EXERCISE DIRECTIONS: In the passage about the RP-7 robot, list every metric measurement given for the robot, with what each one measures.

View a slideshow of the RP-7 in action

The WLIRC doctors and physicians from the U.S. Army's Trauma Training Center (working at the Ryder Trauma Center) have been testing the RP-7, to see if the above scenario is realistic. The 200-pound, (90.7-kilogram) 67-inch- (1.7-meter-) tall metal medical man glides along on three spherical balls (rather than wheels) at a top speed of four miles (6.4 kilometers) per hour. As the Army's Web site points out, it "looks vaguely like one of the Daleks [robots] from Doctor Who with a view screen mounted on top."

Ryder is the only "level 1" trauma center in Miami–Dade County, which makes it difficult to find specialists to weigh in on all cases, particularly within the critical first 60 minutes after an injury, says Jeffrey Augenstein, WLIRC's director and the RP-7 project's principal investigator. "There is a shortage of trauma specialists in this country," he says. "You need to have a plan B to bring expertise from the outside to the point of care, where decisions often involve life and death."

[Stored items]
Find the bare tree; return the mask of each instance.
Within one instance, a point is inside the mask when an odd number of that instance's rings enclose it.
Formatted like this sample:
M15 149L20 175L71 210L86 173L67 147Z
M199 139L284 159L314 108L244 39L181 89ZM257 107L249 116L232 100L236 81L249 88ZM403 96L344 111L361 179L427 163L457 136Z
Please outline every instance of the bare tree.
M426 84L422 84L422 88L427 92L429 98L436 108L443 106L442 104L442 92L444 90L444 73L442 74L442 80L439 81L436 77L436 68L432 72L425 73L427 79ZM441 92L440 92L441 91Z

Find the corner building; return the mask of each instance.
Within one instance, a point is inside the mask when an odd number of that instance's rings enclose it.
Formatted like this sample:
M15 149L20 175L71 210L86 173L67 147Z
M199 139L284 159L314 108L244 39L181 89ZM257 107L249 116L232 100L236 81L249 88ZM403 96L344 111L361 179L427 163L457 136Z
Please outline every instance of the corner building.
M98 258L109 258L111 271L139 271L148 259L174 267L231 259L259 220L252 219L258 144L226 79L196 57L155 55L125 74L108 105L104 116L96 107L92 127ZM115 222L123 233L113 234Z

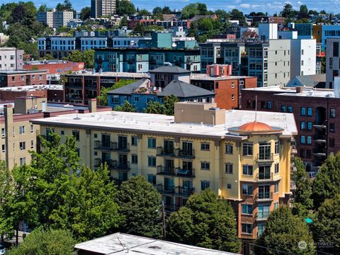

FINAL ANSWER:
- 90.7 kilograms: weight
- 1.7 meters: height
- 6.4 kilometers per hour: top speed